### Task goal:
The data below should be retyped exactly, with the pictures left out.

### Data listing:
--- --- ---

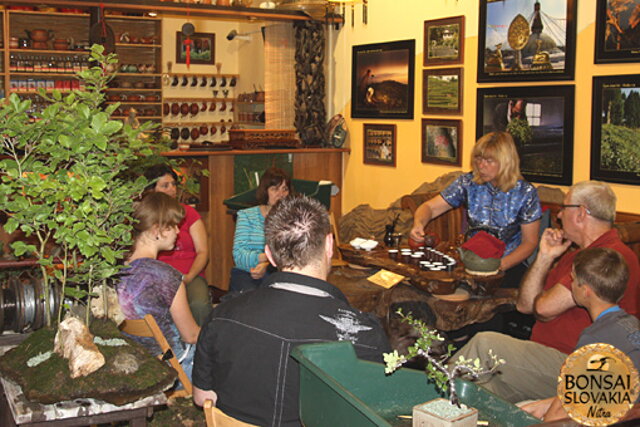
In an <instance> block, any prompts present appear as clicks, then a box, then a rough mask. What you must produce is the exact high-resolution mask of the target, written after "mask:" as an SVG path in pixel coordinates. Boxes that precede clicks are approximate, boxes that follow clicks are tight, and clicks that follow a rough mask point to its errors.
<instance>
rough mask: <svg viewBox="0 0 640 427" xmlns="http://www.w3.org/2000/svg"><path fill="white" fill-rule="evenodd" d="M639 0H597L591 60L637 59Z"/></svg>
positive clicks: (639, 0) (639, 1) (617, 60)
mask: <svg viewBox="0 0 640 427" xmlns="http://www.w3.org/2000/svg"><path fill="white" fill-rule="evenodd" d="M639 12H640V0H598V5H597V13H596V43H595V46H596V48H595V63H596V64H605V63H613V62H640V25H638V23H639V22H638V20H639V19H640V17H639V16H638V13H639Z"/></svg>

--- --- ---

### Solution for this exercise:
In an <instance> block, any prompts present appear as clicks, then a box, then a rough mask. What you must produce is the exact high-resolution mask of the target, written after "mask:" as an SVG path in pixel coordinates. Boxes that precede clicks are approximate, boxes that follow clicks are tight, and clicks that follow a rough mask point to its errors.
<instance>
rough mask: <svg viewBox="0 0 640 427" xmlns="http://www.w3.org/2000/svg"><path fill="white" fill-rule="evenodd" d="M639 0H597L591 60L637 59Z"/></svg>
positive clicks: (639, 0) (639, 1) (617, 60)
mask: <svg viewBox="0 0 640 427" xmlns="http://www.w3.org/2000/svg"><path fill="white" fill-rule="evenodd" d="M639 12H640V0H598V5H597V13H596V43H595V46H596V48H595V63H596V64H605V63H613V62H640V25H638V23H639V22H638V20H639V19H640V17H639V16H638V13H639Z"/></svg>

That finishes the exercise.